+++ Data lines +++
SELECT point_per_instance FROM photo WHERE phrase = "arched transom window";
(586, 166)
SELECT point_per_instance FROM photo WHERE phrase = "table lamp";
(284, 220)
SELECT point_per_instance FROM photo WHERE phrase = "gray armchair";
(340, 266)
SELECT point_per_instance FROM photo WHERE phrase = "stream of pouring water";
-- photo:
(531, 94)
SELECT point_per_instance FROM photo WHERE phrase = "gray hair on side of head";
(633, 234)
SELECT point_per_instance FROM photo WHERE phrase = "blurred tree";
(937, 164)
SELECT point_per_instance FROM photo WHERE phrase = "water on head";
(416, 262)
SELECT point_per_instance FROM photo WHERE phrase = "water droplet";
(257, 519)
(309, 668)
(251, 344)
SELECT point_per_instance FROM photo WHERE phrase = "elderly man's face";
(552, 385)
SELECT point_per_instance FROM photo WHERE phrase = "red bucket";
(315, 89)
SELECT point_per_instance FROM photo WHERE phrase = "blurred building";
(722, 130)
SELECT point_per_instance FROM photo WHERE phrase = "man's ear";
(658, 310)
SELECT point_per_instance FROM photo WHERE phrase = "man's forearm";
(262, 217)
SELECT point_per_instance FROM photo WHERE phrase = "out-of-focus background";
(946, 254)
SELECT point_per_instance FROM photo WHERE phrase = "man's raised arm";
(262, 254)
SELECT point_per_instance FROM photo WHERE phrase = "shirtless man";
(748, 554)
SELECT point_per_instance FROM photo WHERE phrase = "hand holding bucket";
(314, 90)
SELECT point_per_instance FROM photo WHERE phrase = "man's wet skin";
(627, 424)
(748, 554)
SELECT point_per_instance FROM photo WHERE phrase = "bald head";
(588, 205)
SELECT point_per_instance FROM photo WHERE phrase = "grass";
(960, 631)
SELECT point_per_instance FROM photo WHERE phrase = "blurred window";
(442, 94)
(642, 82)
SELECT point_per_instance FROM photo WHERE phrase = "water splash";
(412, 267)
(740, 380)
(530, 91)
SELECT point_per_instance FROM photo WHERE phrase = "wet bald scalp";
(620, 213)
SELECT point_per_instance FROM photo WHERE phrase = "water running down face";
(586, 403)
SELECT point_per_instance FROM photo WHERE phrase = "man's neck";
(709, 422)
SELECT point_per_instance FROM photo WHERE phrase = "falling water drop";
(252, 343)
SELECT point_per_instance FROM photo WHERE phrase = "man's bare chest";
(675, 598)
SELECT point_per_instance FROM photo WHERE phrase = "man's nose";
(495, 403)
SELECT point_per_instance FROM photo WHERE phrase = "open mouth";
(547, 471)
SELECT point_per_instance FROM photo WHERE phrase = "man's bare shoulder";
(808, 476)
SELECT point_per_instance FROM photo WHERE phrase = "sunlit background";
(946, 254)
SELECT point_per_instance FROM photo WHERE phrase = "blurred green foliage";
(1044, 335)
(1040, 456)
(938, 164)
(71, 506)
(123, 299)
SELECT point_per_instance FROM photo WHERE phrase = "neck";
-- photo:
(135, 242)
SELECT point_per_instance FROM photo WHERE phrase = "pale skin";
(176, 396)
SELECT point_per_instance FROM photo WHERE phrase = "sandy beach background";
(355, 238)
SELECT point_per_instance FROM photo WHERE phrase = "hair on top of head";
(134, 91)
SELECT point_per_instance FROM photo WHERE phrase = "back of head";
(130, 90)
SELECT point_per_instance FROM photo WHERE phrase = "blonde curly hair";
+++
_Stated task_: Exactly reproduce every line of the records.

_Right answer_:
SELECT point_per_instance FROM photo WHERE phrase = "arched transom window";
(586, 166)
SELECT point_per_instance FROM photo WHERE phrase = "table lamp";
(284, 220)
SELECT point_per_instance FROM photo WHERE phrase = "gray armchair";
(340, 266)
SELECT point_per_instance FROM photo WHERE phrase = "stream of pouring water";
-- photo:
(531, 94)
SELECT point_per_instance FROM photo WHERE phrase = "gray hair on side of head";
(633, 234)
SELECT point_per_instance FROM photo WHERE phrase = "blurred tree";
(937, 164)
SELECT point_per_instance FROM photo WHERE phrase = "water on head";
(416, 262)
SELECT point_per_instance FROM photo WHERE phrase = "water droplet";
(257, 519)
(309, 668)
(251, 344)
SELECT point_per_instance FROM photo WHERE phrase = "elderly man's face";
(552, 385)
SELECT point_per_instance FROM photo WHERE phrase = "red bucket";
(315, 89)
SELECT point_per_instance FROM photo WHERE phrase = "blurred building";
(722, 130)
SELECT point_per_instance FROM photo WHERE phrase = "man's ear";
(658, 310)
SELECT point_per_instance FROM photo WHERE phrase = "man's forearm";
(262, 217)
SELECT point_per_instance FROM photo WHERE phrase = "out-of-focus background";
(946, 254)
SELECT point_per_instance FROM photo WHERE phrase = "man's raised arm";
(262, 254)
SELECT point_per_instance FROM photo WHERE phrase = "shirtless man";
(748, 554)
SELECT point_per_instance FROM photo WHERE phrase = "hand holding bucket";
(314, 90)
SELECT point_per_instance FROM photo WHERE phrase = "man's wet skin";
(627, 424)
(748, 554)
SELECT point_per_instance FROM photo WHERE phrase = "bald head";
(588, 205)
SELECT point_per_instance FROM photo WHERE phrase = "grass";
(960, 631)
SELECT point_per_instance FROM photo WHERE phrase = "blurred window";
(442, 94)
(642, 82)
SELECT point_per_instance FROM photo WHERE phrase = "water splash";
(412, 267)
(740, 380)
(530, 91)
SELECT point_per_instance FROM photo WHERE phrase = "wet bald scalp";
(620, 213)
SELECT point_per_instance FROM photo WHERE phrase = "water running down face";
(586, 403)
SELECT point_per_instance FROM photo WHERE phrase = "man's neck";
(709, 422)
SELECT point_per_instance FROM photo WHERE phrase = "falling water drop";
(252, 343)
SELECT point_per_instance FROM photo WHERE phrase = "man's bare chest";
(675, 598)
SELECT point_per_instance FROM photo WHERE phrase = "man's nose";
(495, 403)
SELECT point_per_instance FROM photo WHERE phrase = "open mouth";
(547, 471)
SELECT point_per_instance FROM photo WHERE phrase = "man's bare shoulder";
(808, 476)
SELECT point_per_instance FROM photo WHERE phrase = "sunlit background";
(946, 254)
SELECT point_per_instance FROM photo WHERE phrase = "blurred green foliage";
(1044, 335)
(1040, 456)
(938, 164)
(71, 506)
(123, 299)
SELECT point_per_instance FROM photo WHERE phrase = "neck";
-- photo:
(135, 242)
SELECT point_per_instance FROM photo WHERE phrase = "pale skin";
(176, 396)
SELECT point_per_instance FROM photo WHERE phrase = "sandy beach background";
(355, 238)
SELECT point_per_instance FROM photo WHERE phrase = "hair on top of head";
(134, 91)
SELECT point_per_instance FROM photo WHERE phrase = "back of head";
(130, 90)
SELECT point_per_instance FROM photo WHERE phrase = "blonde curly hair";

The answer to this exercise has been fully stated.